Problem>
Every record must come back unchanged, apart from the pictures, which are dropped.

Given records>
>>>>

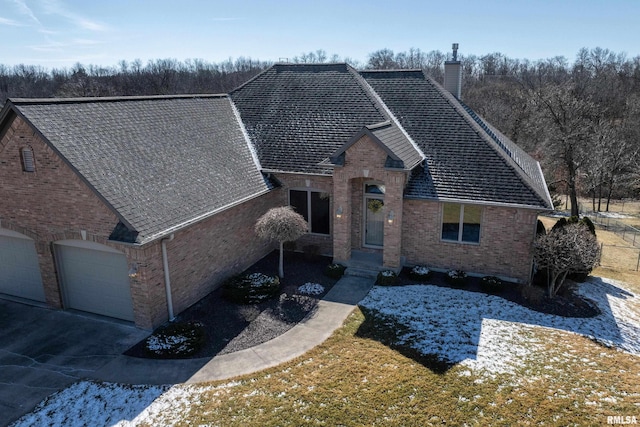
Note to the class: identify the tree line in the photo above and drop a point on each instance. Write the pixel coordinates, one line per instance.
(581, 120)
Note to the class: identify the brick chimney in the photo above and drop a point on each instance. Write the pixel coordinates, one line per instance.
(453, 74)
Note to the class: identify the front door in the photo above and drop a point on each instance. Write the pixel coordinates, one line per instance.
(374, 221)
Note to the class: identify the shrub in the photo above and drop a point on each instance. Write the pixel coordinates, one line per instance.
(251, 288)
(586, 221)
(335, 271)
(387, 278)
(420, 273)
(176, 340)
(570, 249)
(456, 278)
(491, 284)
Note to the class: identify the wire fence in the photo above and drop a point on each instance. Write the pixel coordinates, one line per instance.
(620, 257)
(628, 233)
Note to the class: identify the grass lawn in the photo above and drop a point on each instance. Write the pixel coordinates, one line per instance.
(536, 373)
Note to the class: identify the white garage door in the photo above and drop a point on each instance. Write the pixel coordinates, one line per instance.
(94, 278)
(19, 268)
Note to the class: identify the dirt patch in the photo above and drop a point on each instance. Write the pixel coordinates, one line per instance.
(231, 327)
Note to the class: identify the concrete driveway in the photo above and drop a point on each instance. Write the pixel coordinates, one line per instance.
(43, 351)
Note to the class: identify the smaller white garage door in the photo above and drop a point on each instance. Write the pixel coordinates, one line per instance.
(19, 267)
(94, 278)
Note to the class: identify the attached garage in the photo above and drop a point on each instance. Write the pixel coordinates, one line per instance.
(19, 267)
(94, 278)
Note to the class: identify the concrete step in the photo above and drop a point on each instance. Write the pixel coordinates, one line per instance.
(361, 272)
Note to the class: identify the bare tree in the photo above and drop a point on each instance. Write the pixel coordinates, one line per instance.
(283, 225)
(565, 250)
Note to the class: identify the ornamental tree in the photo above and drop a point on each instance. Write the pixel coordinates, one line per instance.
(566, 250)
(282, 224)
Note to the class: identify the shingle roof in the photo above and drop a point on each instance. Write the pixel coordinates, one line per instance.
(298, 115)
(402, 152)
(466, 159)
(159, 162)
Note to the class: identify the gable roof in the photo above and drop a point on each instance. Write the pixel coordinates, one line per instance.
(160, 163)
(466, 159)
(298, 115)
(402, 153)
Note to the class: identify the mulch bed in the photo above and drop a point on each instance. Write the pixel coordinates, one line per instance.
(232, 327)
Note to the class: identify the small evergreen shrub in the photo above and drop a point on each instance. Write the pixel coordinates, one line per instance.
(251, 288)
(491, 284)
(456, 278)
(334, 271)
(420, 273)
(176, 340)
(387, 278)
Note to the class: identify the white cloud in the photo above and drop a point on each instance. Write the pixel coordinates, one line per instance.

<<<<

Expected output>
Note to the class: identify the tree line in the photo above and drop a point on each instance. Write the pixel coordinates, one line per instance.
(581, 120)
Note to the class: identify the brick chimney in the photo above and drop a point on each instance. Write the pixel coordinates, one line per instance.
(453, 74)
Note to the class: identify the front door in the photo above and drop a point on each instance. Write the pixel coordinates, one line per instance.
(374, 221)
Note to the class: identify the shrub in the photo above and drop a point on each instance. Write the pixel coordinates, one line per instance.
(251, 288)
(586, 221)
(335, 271)
(387, 278)
(420, 273)
(176, 340)
(570, 249)
(456, 278)
(491, 284)
Note to the class: identify the wire fence in the photo above and drop a point on each instance. Write the pixel coordinates, one line per instance.
(620, 257)
(628, 233)
Note to the class: identify the grass lawn in the photo above and drop a point on each instance. Write the pixel coordinates, one line per instance.
(536, 373)
Note to the class: identify the white garage door in the photo above and drop a point on each instance. Write the pixel coordinates, one line per instance.
(94, 278)
(19, 268)
Note to the class: identify the dirt patch in the photo above and drop a point on each instance. Write the pixel coordinates, one line per instance.
(231, 327)
Note to the class: identify the concrete driveway in the photo above and drop a point on each instance. Write the pixel coordinates, one line per instance.
(43, 351)
Note to the class: identify the smaller white garage door in the photo above and drop a point on each instance. Write the pixel coordinates, one line per instance.
(19, 267)
(94, 278)
Note to the class: identify the attached garage in the photo above and drop a point on each instance. Write the pixel coordinates, one line per instance.
(19, 267)
(94, 278)
Note to the class: identify the concrete step in the photo above and drop a point on each instance. Write the pixel coordinates, one line per instance.
(361, 272)
Note to the class: identify the bare tree in the photo above and drop a point on each instance. Write the pixel coordinates, one line per instance.
(283, 225)
(565, 250)
Note to the class: identify the ornamental tree in the photo above and drop a point on each instance. Write the pixel coordinates, one line per instance.
(566, 250)
(282, 224)
Note to the class: identify the shingle roof in the photo above and drop a point on each instance. Write the pixel coordinates, one line per instance.
(298, 115)
(402, 152)
(466, 159)
(159, 162)
Note to the class: identify the gable roof in the photo above and drop a point on each instance. Write the pixel coordinates, one line per instance.
(160, 163)
(466, 159)
(298, 115)
(402, 153)
Note to the class: identify the mulch bed in the photo above and drop a point on each instance. Write the pixel coordinates, one line per instance.
(232, 327)
Note to the class: identify the small evergreen shrub in the photo above and drop a point on each instance. Write the pixel coordinates, one line per instance.
(251, 288)
(491, 284)
(456, 278)
(334, 271)
(420, 273)
(176, 340)
(387, 278)
Note to the class: identify the white cloud in the photo above and drop a point on each instance. Write the pixel coordinates, one line per instance.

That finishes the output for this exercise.